PROVIDED INFORMATION:
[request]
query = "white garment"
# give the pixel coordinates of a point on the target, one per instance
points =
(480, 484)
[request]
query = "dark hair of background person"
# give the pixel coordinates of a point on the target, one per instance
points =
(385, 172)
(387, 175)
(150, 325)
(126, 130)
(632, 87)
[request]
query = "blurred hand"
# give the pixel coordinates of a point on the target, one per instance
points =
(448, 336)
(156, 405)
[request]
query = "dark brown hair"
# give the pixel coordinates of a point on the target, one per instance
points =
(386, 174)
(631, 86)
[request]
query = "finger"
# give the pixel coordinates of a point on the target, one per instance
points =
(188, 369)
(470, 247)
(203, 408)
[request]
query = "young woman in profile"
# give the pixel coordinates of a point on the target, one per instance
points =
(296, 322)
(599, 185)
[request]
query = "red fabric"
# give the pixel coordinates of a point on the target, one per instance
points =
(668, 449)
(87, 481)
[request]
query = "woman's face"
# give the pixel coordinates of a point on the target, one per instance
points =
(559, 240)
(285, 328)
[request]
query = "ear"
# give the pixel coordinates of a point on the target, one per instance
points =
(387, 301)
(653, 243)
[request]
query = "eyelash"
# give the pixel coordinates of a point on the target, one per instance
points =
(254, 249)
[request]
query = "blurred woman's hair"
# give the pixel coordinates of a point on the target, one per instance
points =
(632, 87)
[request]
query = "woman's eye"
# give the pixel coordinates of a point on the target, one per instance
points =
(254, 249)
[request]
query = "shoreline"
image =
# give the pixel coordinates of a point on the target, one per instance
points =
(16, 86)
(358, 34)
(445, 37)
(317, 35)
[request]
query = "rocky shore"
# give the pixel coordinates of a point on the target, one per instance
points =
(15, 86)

SET PROBLEM: Return every line above that contains the string "woman", treating uppercase and lowercase letters as distinct.

EXPECTED ANSWER:
query = "young woman in profile"
query = "woman's face"
query = "blurred woman's hair"
query = "woman's eye"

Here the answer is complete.